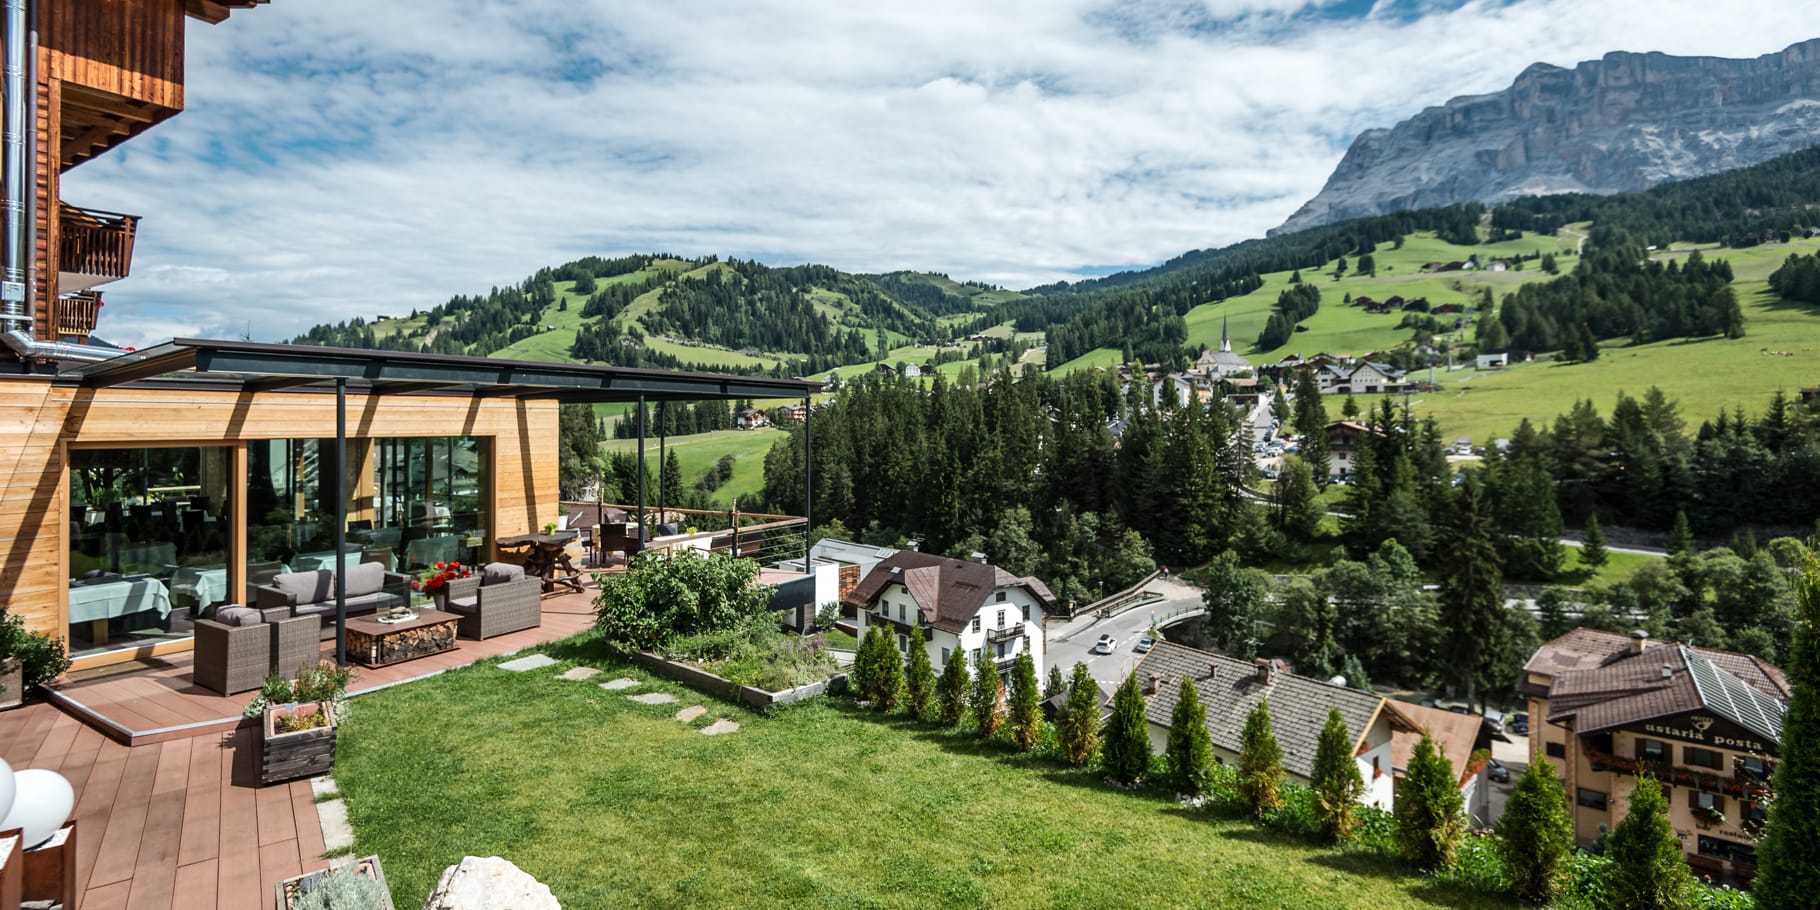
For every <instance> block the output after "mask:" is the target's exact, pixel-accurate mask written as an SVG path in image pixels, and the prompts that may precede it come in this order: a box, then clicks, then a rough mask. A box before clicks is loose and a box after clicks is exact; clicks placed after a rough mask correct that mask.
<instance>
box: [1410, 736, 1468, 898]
mask: <svg viewBox="0 0 1820 910" xmlns="http://www.w3.org/2000/svg"><path fill="white" fill-rule="evenodd" d="M1463 834H1465V799H1463V797H1461V795H1460V783H1458V779H1456V777H1454V763H1451V761H1447V755H1441V750H1438V748H1434V741H1432V739H1429V735H1427V733H1423V735H1421V743H1416V752H1414V755H1411V757H1409V775H1407V777H1403V783H1401V784H1398V788H1396V835H1398V843H1401V846H1403V857H1405V859H1409V861H1411V863H1414V864H1416V868H1423V870H1434V868H1447V866H1451V864H1454V855H1456V852H1458V850H1460V837H1461V835H1463Z"/></svg>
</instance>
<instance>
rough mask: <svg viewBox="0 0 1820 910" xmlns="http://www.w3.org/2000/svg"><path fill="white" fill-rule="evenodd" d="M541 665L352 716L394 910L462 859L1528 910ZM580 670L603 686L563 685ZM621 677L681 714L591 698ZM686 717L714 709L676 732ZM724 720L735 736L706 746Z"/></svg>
mask: <svg viewBox="0 0 1820 910" xmlns="http://www.w3.org/2000/svg"><path fill="white" fill-rule="evenodd" d="M539 650H544V652H546V653H550V655H551V657H557V659H559V661H561V662H559V666H553V668H544V670H537V672H526V673H508V672H502V670H499V668H497V666H493V664H495V662H497V661H486V662H480V664H475V666H470V668H462V670H451V672H448V673H442V675H437V677H431V679H424V681H417V682H411V684H406V686H393V688H388V690H380V692H375V693H369V695H360V697H359V699H355V703H353V710H351V715H349V719H348V721H346V723H344V724H342V728H340V744H339V757H337V768H335V779H337V783H339V786H340V792H342V797H344V799H346V803H348V810H349V817H351V821H353V828H355V846H357V850H359V854H362V855H364V854H377V855H380V857H382V861H384V864H386V879H388V883H389V885H391V892H393V899H395V903H397V905H399V906H415V905H417V901H420V899H422V895H426V894H430V888H431V886H433V885H435V881H437V875H439V874H440V872H442V868H444V866H448V864H451V863H459V861H460V857H462V855H466V854H473V855H501V857H506V859H510V861H513V863H515V864H519V866H521V868H524V870H526V872H530V874H531V875H535V877H537V879H539V881H542V883H546V885H548V886H550V890H551V892H553V894H555V897H557V899H559V901H561V903H562V906H575V908H595V906H624V908H673V906H730V908H741V906H790V908H943V906H966V908H974V906H1005V908H1025V906H1054V908H1125V906H1170V908H1174V906H1183V908H1258V906H1270V908H1285V910H1340V908H1361V906H1370V908H1374V910H1405V908H1431V906H1447V908H1503V906H1514V903H1511V901H1507V899H1503V897H1496V895H1485V894H1480V892H1471V890H1465V888H1460V886H1449V885H1441V883H1436V881H1432V879H1425V877H1420V875H1416V874H1412V872H1411V870H1409V866H1405V864H1403V863H1401V861H1398V859H1389V857H1383V855H1374V854H1367V852H1363V850H1332V848H1321V846H1314V844H1310V843H1307V841H1301V839H1296V837H1290V835H1283V834H1276V832H1269V830H1263V828H1258V826H1254V824H1250V823H1247V821H1239V819H1232V817H1221V815H1214V814H1208V812H1201V810H1190V808H1183V806H1181V804H1178V803H1176V801H1174V799H1168V797H1163V795H1158V794H1154V792H1136V794H1132V792H1123V790H1114V788H1110V786H1105V784H1103V783H1101V781H1099V775H1097V773H1096V772H1077V770H1068V768H1063V766H1059V764H1056V763H1052V761H1048V759H1041V757H1032V755H1019V753H1014V752H1010V750H1008V748H1005V746H1001V744H983V743H979V741H977V739H974V737H972V735H966V733H961V732H948V730H937V728H934V726H928V724H921V723H915V721H908V719H905V717H901V715H897V717H877V715H872V713H868V712H859V710H857V708H854V706H852V704H850V703H844V701H837V699H817V701H812V703H806V704H799V706H792V708H783V710H775V712H772V713H755V712H748V710H744V708H739V706H733V704H726V703H719V701H715V699H710V697H704V695H701V693H695V692H692V690H686V688H682V686H677V684H673V682H666V681H657V679H653V677H650V675H646V673H644V672H642V670H639V668H632V666H630V664H624V662H619V661H615V659H612V657H608V653H606V652H604V648H601V646H599V644H597V641H595V639H591V633H584V635H581V637H575V639H568V641H562V642H551V644H546V646H542V648H539ZM566 666H595V668H601V670H604V673H602V675H599V677H595V681H564V679H557V673H559V672H562V670H564V668H566ZM613 677H633V679H639V681H641V682H642V684H641V686H639V688H637V690H633V692H668V693H673V695H675V697H677V699H679V703H675V704H661V706H646V704H637V703H632V701H628V699H626V693H619V692H604V690H601V686H599V684H595V682H597V681H601V679H613ZM690 704H703V706H706V708H708V713H706V715H704V717H701V719H697V721H693V723H679V721H675V719H673V715H675V712H677V708H681V706H690ZM723 717H724V719H732V721H737V723H739V724H741V728H739V732H737V733H730V735H719V737H706V735H701V733H699V728H701V726H706V724H708V723H713V721H717V719H723Z"/></svg>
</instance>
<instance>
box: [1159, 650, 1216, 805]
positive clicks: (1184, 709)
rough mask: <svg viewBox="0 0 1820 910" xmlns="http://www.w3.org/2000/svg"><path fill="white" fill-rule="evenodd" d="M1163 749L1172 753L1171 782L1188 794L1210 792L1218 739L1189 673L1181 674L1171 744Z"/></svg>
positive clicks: (1170, 734) (1169, 744)
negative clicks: (1216, 740)
mask: <svg viewBox="0 0 1820 910" xmlns="http://www.w3.org/2000/svg"><path fill="white" fill-rule="evenodd" d="M1163 753H1165V755H1167V757H1168V783H1170V786H1174V788H1176V792H1178V794H1181V795H1188V797H1198V795H1203V794H1207V788H1208V786H1210V784H1212V781H1214V739H1212V735H1210V733H1208V732H1207V708H1201V695H1199V692H1196V690H1194V681H1192V679H1188V677H1181V693H1179V695H1178V697H1176V710H1174V712H1172V713H1170V717H1168V744H1167V746H1165V748H1163Z"/></svg>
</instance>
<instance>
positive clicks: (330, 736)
mask: <svg viewBox="0 0 1820 910" xmlns="http://www.w3.org/2000/svg"><path fill="white" fill-rule="evenodd" d="M326 710H328V708H326V706H324V704H322V703H320V701H309V703H304V704H275V706H271V708H266V719H264V724H262V728H260V737H258V743H260V750H258V783H260V784H271V783H278V781H291V779H297V777H315V775H319V773H328V772H329V768H333V766H335V724H333V723H331V724H329V726H317V728H313V730H297V732H291V733H278V732H277V719H278V717H289V715H293V713H297V715H308V713H320V712H326Z"/></svg>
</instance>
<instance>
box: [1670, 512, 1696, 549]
mask: <svg viewBox="0 0 1820 910" xmlns="http://www.w3.org/2000/svg"><path fill="white" fill-rule="evenodd" d="M1669 555H1671V557H1691V555H1694V531H1693V528H1689V526H1687V511H1682V510H1674V530H1671V531H1669Z"/></svg>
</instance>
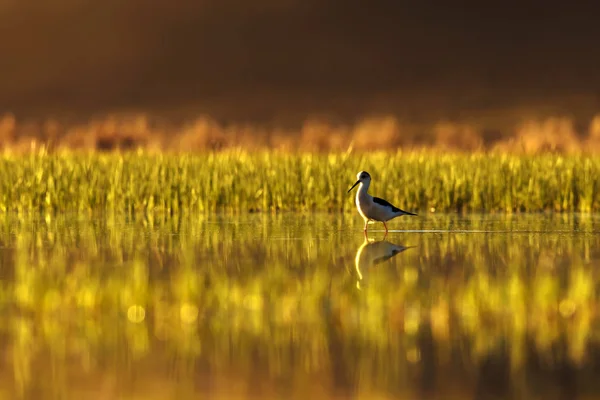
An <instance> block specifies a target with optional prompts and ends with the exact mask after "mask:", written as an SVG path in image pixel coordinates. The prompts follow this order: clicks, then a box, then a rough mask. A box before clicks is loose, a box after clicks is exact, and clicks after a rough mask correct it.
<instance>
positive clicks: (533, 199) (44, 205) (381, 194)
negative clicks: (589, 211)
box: [0, 150, 600, 217]
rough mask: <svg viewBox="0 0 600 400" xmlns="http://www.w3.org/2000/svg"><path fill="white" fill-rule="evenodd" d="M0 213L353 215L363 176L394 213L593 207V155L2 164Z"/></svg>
mask: <svg viewBox="0 0 600 400" xmlns="http://www.w3.org/2000/svg"><path fill="white" fill-rule="evenodd" d="M0 166H1V167H2V169H1V170H2V171H4V172H3V173H1V174H0V210H13V211H21V212H34V211H44V212H48V211H50V212H52V211H63V210H80V211H107V210H110V211H111V212H116V213H119V214H120V213H129V214H131V213H138V214H146V213H159V214H160V215H162V216H163V217H164V216H168V215H172V214H176V213H179V212H182V211H190V212H213V211H217V210H219V211H231V212H245V211H248V210H264V211H267V210H296V211H307V210H320V211H340V210H345V211H349V210H352V209H353V207H354V203H353V202H352V196H350V195H349V194H348V193H346V190H347V189H348V188H349V187H350V185H351V184H352V183H353V182H354V178H355V174H356V173H357V172H358V171H360V170H362V169H367V170H369V171H370V172H371V173H372V175H373V177H374V185H375V186H374V187H373V191H374V193H375V192H376V194H377V195H379V196H381V197H384V198H389V199H391V200H393V201H394V202H396V203H398V205H399V206H401V207H402V208H406V209H409V210H415V211H417V210H421V211H424V210H427V211H428V210H430V209H432V208H433V209H435V210H437V211H438V212H442V211H456V210H466V211H472V210H490V211H498V212H513V211H537V210H569V211H583V212H588V211H590V210H598V209H599V207H600V191H598V190H597V187H598V183H599V181H598V179H600V178H598V177H600V158H598V157H576V156H568V157H565V156H559V155H543V156H536V157H532V156H509V155H489V154H475V155H452V154H439V153H432V152H409V153H397V154H389V153H373V154H369V155H368V156H365V155H353V154H349V153H336V154H330V155H310V154H305V155H289V154H283V153H277V152H264V153H247V152H243V151H234V150H232V151H227V152H222V153H211V154H205V155H196V156H169V155H150V154H139V153H135V154H126V155H118V154H103V155H98V154H96V155H73V154H71V155H69V154H63V155H47V154H45V153H44V152H43V151H42V152H40V153H39V154H36V155H31V156H16V157H15V156H10V155H5V156H2V157H1V158H0Z"/></svg>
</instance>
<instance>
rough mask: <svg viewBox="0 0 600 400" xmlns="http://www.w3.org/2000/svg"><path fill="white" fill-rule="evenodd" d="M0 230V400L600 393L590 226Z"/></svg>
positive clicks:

_Exercise requirements_: Count the lines in the records above that contain the string "pixel". Give only the number.

_Exercise answer_: 2